• **WHAT THIS TASK INVOLVES**: Write out every row below again with its text unchanged, but rescale each point coordinate in the answers by 2.3 and round to whole numbers, with halves rounded up. Leave the pictures out.

________________________

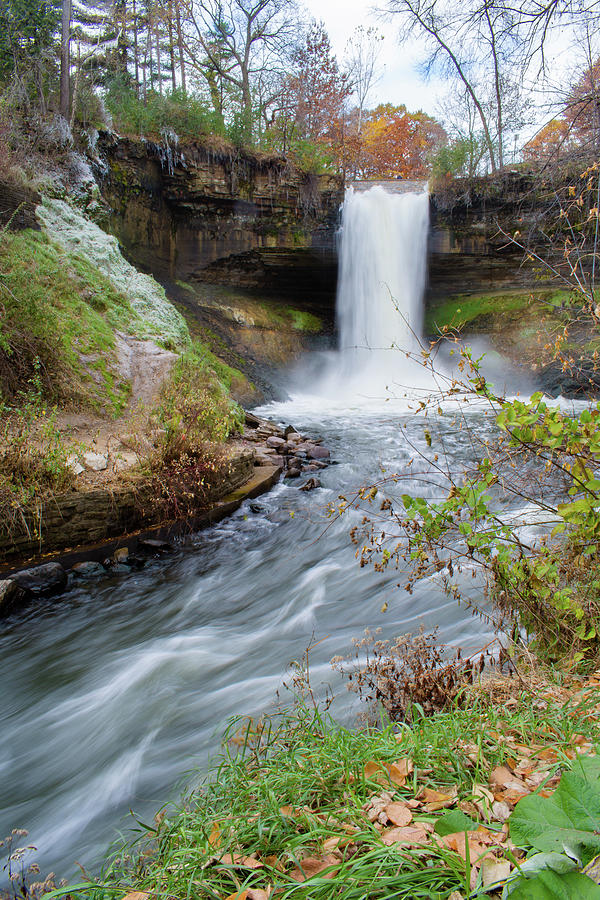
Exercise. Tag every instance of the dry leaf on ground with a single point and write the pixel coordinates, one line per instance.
(434, 800)
(313, 865)
(406, 836)
(237, 860)
(398, 813)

________________________

• **OUTPUT BELOW**:
Exercise. Tag every instance of the dry leaf on ground with a single point and write the pixel coordinates, one line per instance.
(998, 1840)
(720, 1990)
(934, 1923)
(545, 1978)
(915, 1870)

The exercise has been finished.